=== DATASET EXCERPTS ===

_ _ _ _

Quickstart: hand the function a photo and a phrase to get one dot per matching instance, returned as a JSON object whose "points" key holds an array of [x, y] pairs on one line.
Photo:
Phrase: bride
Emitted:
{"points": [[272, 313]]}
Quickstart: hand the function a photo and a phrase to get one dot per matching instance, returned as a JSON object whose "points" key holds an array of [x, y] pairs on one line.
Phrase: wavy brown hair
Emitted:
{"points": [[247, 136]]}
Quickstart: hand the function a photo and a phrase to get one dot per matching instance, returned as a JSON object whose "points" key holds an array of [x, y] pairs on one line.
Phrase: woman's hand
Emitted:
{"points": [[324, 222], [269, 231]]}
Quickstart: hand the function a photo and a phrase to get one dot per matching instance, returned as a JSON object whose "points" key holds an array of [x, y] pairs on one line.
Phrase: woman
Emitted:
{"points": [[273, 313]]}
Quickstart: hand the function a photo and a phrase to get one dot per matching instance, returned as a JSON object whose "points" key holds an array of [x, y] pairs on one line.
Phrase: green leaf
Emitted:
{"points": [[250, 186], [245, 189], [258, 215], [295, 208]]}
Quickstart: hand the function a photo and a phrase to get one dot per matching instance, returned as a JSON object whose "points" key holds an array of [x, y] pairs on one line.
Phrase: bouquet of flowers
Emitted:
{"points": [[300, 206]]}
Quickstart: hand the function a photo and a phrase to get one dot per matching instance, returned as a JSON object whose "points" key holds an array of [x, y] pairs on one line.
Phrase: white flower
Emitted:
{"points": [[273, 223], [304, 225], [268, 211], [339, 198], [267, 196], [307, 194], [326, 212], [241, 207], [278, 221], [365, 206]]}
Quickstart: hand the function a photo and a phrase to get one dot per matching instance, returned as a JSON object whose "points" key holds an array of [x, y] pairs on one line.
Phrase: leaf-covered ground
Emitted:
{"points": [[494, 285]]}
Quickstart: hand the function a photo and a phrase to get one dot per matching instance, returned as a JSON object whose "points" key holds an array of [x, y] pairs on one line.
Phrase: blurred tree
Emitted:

_ _ _ _

=== EXERCISE BRIEF ===
Return the full listing exactly as written.

=== OUTPUT FOR THIS EXERCISE ===
Quickstart: hand the function a photo and a phrase to get one dot per matching instance, returned as a JSON object whose "points" key holds an array of [x, y] pairs on one line.
Photo:
Phrase: bride
Emitted:
{"points": [[272, 313]]}
Quickstart: hand the function a photo and a phrase to get one dot per matching instance, returned as a JSON object whose "points" key holds an array of [x, y] pairs on one line.
Phrase: wavy brown hair
Emitted:
{"points": [[247, 136]]}
Quickstart: hand the function a photo and a phrase to get one dot per matching instance, returned as a JSON object whose "points" key holds an array of [x, y] pairs on one line.
Phrase: woman's hand
Emitted:
{"points": [[324, 222], [269, 231]]}
Quickstart: hand the function a photo and a phrase to get one dot per matching instance, returned as a JSON object whose "points" key holds an array of [x, y] pairs on one line.
Phrase: woman
Emitted:
{"points": [[273, 313]]}
Quickstart: hand the function a photo and a phrase to get one dot per matching instance, returned as a JSON object whose "points" key holds an array of [x, y] pairs on one line.
Phrase: green leaf
Emitted:
{"points": [[250, 186], [245, 189], [258, 215], [295, 208]]}
Quickstart: hand the function a photo and a phrase to get one dot per matching instance, returned as a JSON object whose "points" key holds an array of [x, y] pairs on one line.
Phrase: bouquet of flowers
Emitted:
{"points": [[300, 206]]}
Quickstart: hand the function a photo and a phrase to get one dot per matching instance, returned as a JSON object whose "points" key holds an array of [x, y] pairs on one line.
Phrase: white flower
Emitted:
{"points": [[273, 223], [304, 225], [268, 211], [339, 198], [267, 196], [307, 194], [326, 212], [241, 207], [278, 221], [365, 206]]}
Quickstart: hand the function a photo and a phrase to get one dot per matching instance, returned as a JSON object whose "points" key holds an array of [x, y] pairs on one line.
Phrase: leaf-covered ground
Emitted:
{"points": [[494, 285]]}
Quickstart: hand the function a photo and a phrase to get one dot per matching instance, returned as a JSON object whose "points" key holds an array of [x, y] pairs on one line.
Phrase: blurred tree
Emitted:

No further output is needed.